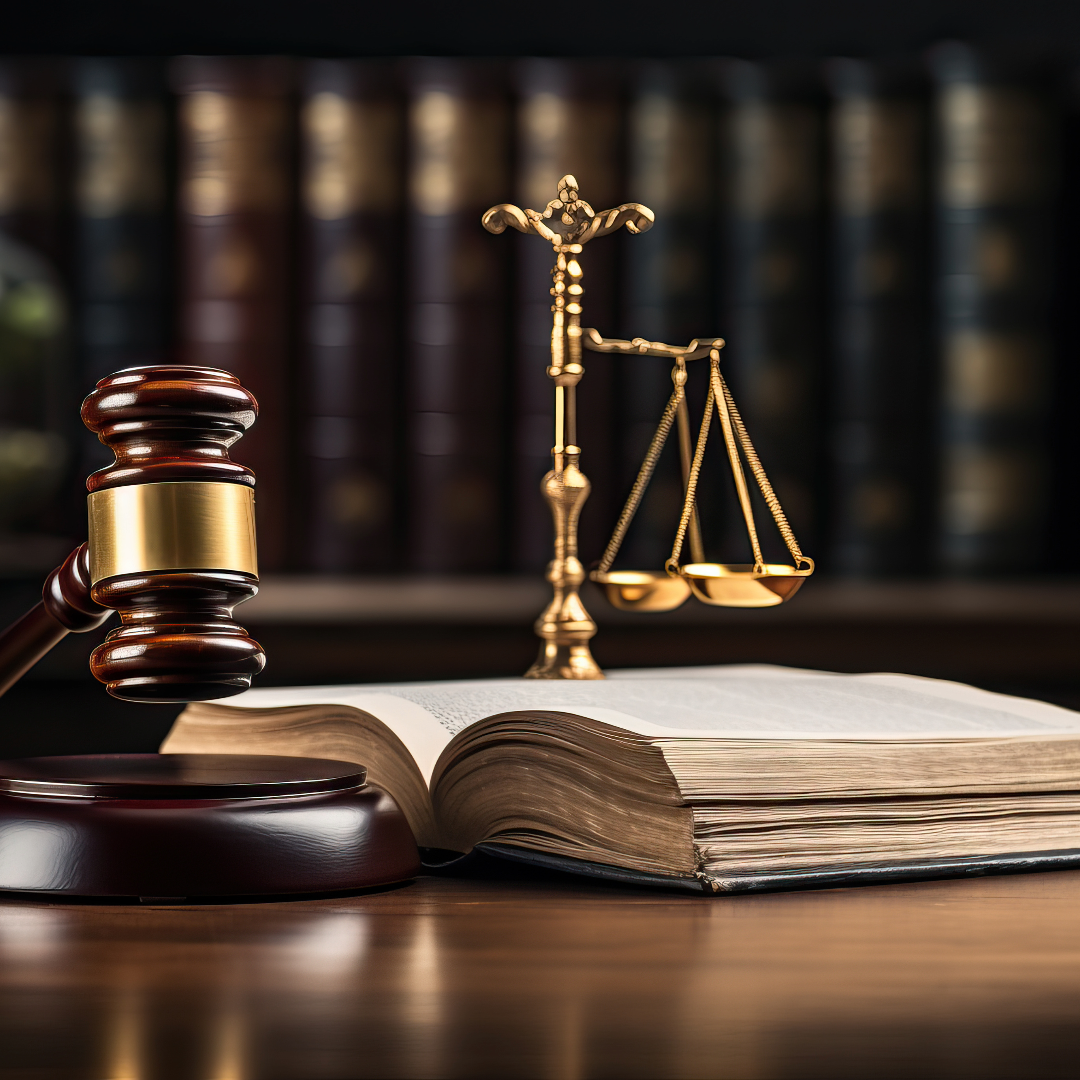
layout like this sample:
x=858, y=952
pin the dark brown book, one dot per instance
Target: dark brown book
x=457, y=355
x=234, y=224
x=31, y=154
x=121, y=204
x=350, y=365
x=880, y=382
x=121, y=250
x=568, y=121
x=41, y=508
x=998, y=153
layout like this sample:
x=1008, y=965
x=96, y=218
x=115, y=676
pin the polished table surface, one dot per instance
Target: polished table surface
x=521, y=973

--

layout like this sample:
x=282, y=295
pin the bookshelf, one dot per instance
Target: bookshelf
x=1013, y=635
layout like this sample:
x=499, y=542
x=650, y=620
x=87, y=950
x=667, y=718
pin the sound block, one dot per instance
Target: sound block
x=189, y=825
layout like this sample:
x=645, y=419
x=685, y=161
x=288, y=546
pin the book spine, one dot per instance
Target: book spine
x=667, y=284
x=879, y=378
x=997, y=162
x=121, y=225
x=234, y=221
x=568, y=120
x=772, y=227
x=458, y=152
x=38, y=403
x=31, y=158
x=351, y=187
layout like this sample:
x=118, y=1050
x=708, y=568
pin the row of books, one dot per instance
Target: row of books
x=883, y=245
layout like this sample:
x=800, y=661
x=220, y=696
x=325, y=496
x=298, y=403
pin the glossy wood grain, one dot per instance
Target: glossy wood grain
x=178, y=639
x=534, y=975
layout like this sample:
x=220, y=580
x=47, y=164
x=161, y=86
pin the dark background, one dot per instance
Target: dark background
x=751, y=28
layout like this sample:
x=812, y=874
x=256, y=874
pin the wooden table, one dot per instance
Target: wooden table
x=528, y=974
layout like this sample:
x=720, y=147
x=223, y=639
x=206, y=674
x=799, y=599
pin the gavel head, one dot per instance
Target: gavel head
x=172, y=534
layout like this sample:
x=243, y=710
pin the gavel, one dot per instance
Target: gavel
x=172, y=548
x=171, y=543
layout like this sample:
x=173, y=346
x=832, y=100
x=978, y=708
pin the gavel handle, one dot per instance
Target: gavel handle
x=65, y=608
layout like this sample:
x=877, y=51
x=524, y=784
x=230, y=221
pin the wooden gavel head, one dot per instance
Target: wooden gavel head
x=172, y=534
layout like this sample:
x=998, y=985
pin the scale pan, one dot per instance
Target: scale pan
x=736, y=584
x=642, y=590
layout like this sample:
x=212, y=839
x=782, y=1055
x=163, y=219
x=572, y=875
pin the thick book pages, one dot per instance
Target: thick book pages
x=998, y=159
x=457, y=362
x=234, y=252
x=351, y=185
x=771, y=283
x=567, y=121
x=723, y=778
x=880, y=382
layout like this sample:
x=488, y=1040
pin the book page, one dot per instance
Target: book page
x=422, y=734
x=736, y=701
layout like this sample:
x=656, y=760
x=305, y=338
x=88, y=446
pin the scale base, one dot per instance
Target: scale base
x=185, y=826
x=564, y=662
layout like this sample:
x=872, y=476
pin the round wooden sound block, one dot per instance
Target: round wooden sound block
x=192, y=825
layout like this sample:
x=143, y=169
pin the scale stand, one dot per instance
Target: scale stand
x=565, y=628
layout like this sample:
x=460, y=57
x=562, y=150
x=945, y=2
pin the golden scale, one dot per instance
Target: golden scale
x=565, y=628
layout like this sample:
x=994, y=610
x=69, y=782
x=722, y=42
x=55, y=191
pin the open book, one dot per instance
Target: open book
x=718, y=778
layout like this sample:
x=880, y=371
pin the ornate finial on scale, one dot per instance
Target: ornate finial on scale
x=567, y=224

* _Exercise description_: From the records, extract each line that contains the string "dark", treating uppercase and lowercase as different.

* _Expected answer_:
pin the dark brown book, one dot per instance
Target: dark brown book
pin the dark background, one dot per instance
Target: dark background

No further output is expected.